## PASSAGE PROVIDED
Angelology is okay, but rather Dan Brown-ish in terms of style. I like the concept, but (like most thrillers) character development is sorely lacking.

Instead I recommend the following:

The Patron Saint of Liars by Ann Patchett

Holy Fools by Joanne Harris




I feel like re-reading Paradise Lost. And The Divine Comedy. This should keep me busy for about an aeon, considering how slowly I work my way through a text these days.

www.marriedtothesea.com
www.marriedtothesea.com

Wednesday, May 12, 2010

RaMbLe


Today was one of those mad mad mad emotional days. My author copies of CYBORGIA arrived & they are very beautiful.

Missy is a brilliant cover designer & Mayapple makes such lovely books. Even the typeset is beautiful.

We had an awards ceremony at Z's school today & I got all weepy because I am a big dork & it's just been such an amazing thing to raise a child with profound disabilities & see him become a bright, funny, independent young man. I don't talk about it much on my blog but today was a big big BIG day. Next week is his last week of high school & college classes begin the first week of June. It's wonderful & bittersweet & I am feeling melancholy.

I am working a 10 to 7 shift tomorrow. Sometimes I go home for lunch to visit with my dog. He gets lonely & likes it when I share my potato chips. Is this weird?

The thunder is rumbling & I am drinking Constant Comment because I am out of Tazo Zen. I am almost done reading The Girl Who Played With Fire. I used to read a couple hundred pages a day, even when I was crazy busy but lately I am a slow reader. I fall asleep so easily. I might have narcolepsy or some kind of leechlike brain parasite that makes me too sleepy to do anything awesome like read detective novels or bake homemade peanut butter cookies.

There. Now you know everything.

[Items from a data source]
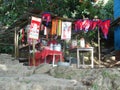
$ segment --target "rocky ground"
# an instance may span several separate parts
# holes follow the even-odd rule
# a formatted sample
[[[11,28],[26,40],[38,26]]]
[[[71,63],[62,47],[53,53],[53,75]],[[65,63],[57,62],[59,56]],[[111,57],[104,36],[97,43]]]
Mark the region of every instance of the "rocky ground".
[[[0,90],[120,90],[120,68],[23,66],[0,54]]]

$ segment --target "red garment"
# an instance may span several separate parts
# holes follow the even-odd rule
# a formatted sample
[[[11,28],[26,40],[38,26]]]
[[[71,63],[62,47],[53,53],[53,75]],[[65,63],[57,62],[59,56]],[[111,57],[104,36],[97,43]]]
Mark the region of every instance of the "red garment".
[[[97,21],[91,20],[89,30],[94,30],[96,28],[96,26],[97,26]]]
[[[82,20],[77,20],[74,22],[75,24],[75,31],[82,30]]]
[[[91,25],[90,20],[86,19],[82,22],[82,29],[87,32],[90,28],[90,25]]]
[[[50,13],[43,13],[42,19],[46,21],[46,25],[48,25],[49,22],[51,22],[51,14]]]
[[[57,41],[56,41],[55,39],[50,40],[50,41],[48,41],[48,46],[49,46],[50,44],[57,44]]]
[[[25,31],[24,31],[24,29],[22,29],[22,42],[23,43],[25,42]]]
[[[107,39],[109,27],[110,27],[110,20],[105,20],[100,24],[100,28],[106,39]]]

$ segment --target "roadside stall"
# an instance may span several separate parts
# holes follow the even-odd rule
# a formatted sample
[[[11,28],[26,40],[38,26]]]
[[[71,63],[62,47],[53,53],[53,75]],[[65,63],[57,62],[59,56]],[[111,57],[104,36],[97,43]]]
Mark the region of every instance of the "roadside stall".
[[[77,35],[80,35],[81,32],[87,34],[95,28],[98,30],[97,38],[100,60],[99,30],[103,32],[104,37],[107,39],[110,20],[102,21],[98,18],[93,20],[88,18],[73,20],[54,16],[48,12],[42,13],[40,17],[33,15],[30,20],[31,22],[24,29],[20,30],[21,34],[19,35],[22,35],[22,46],[28,45],[29,47],[30,66],[38,66],[41,63],[52,63],[53,66],[56,66],[58,62],[64,62],[65,45],[61,42],[71,41],[69,51],[70,53],[75,51],[77,54],[77,67],[79,68],[81,64],[85,65],[84,59],[81,59],[84,55],[79,52],[90,51],[90,66],[93,68],[94,48],[86,42],[84,36],[78,38]],[[76,36],[76,39],[73,39],[73,34]],[[81,60],[83,60],[82,63]]]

## TASKS FOR THIS EXERCISE
**a.** List every book title mentioned in the blog excerpt.
**b.** Write the next portion of the blog excerpt, beginning after its final sentence.

## RESPONSES PER TASK
**a.**
Angelology
The Patron Saint of Liars
Holy Fools
Paradise Lost
The Divine Comedy
CYBORGIA
The Girl Who Played With Fire

**b.**
Tuesday, May 11, 2010

Blogdiggity!

The wicked-lovely Amy at Coffee Lovin' Mom has honored me with a kickass blog award. Sweet. Especially considering I have been remiss in posting these days. After eight hours a day on my feet, I just want to lay on the couch & watch Netflix. Right now, I'm watching Season 2 of Reaper. I like it.

Rules, Such As They Are

1.) Thank the person who gave you the award.

2.) Share 7 things about yourself.


3.) Pass along the award to 15 bloggers you think are hella awesome.


4.) Contact said hella awesome bloggers & let them know you think they are the blogdiggity.


So here's my random weirdness:

1.) My ultimate career goal is to someday hold the giant question mark at Trader Joe's. Go ahead. Ask me about the biscotti. Or the dried Turkish apricots. You know you want to.

2.) I believe that the perfect version of me exists somewhere in a parallel universe. This is the Susan that does not walk into walls, back into the lawnmower with her car or say weird shit on the internet. She probably owns a pair of red cowboy boots & drinks straight bourbon out of a solid gold hip flask. She knows how to pronounce Goethe and Rimbaud without mumbling to hide her ignorance.

3.) I own a pair of socks with tiny shoes embroidered on them.

4.) I like gingerbread. And chewy ginger-molasses cookies. And Reed's extra-ginger Ginger Beer. I also have red hair. In Great Britain, they would find this amusing.

5.) My idea of a perfect evening would involve a pan of rice krispie treats, a bottle of Syrah Rose, and the gold box set of Twin Peaks.

6.) In a former life, I was Morgana Le Fay.

7.) I don't know Chuck Norris, but sometimes I like to pretend we were in the Roller Derby together.

***

15 Blogs I Like

Wait! I Have a Blog?!
Smitten Kitchen
Artifice Mag
Anger Burger
Radish King
Coffee Lovin Mom (backatcha!)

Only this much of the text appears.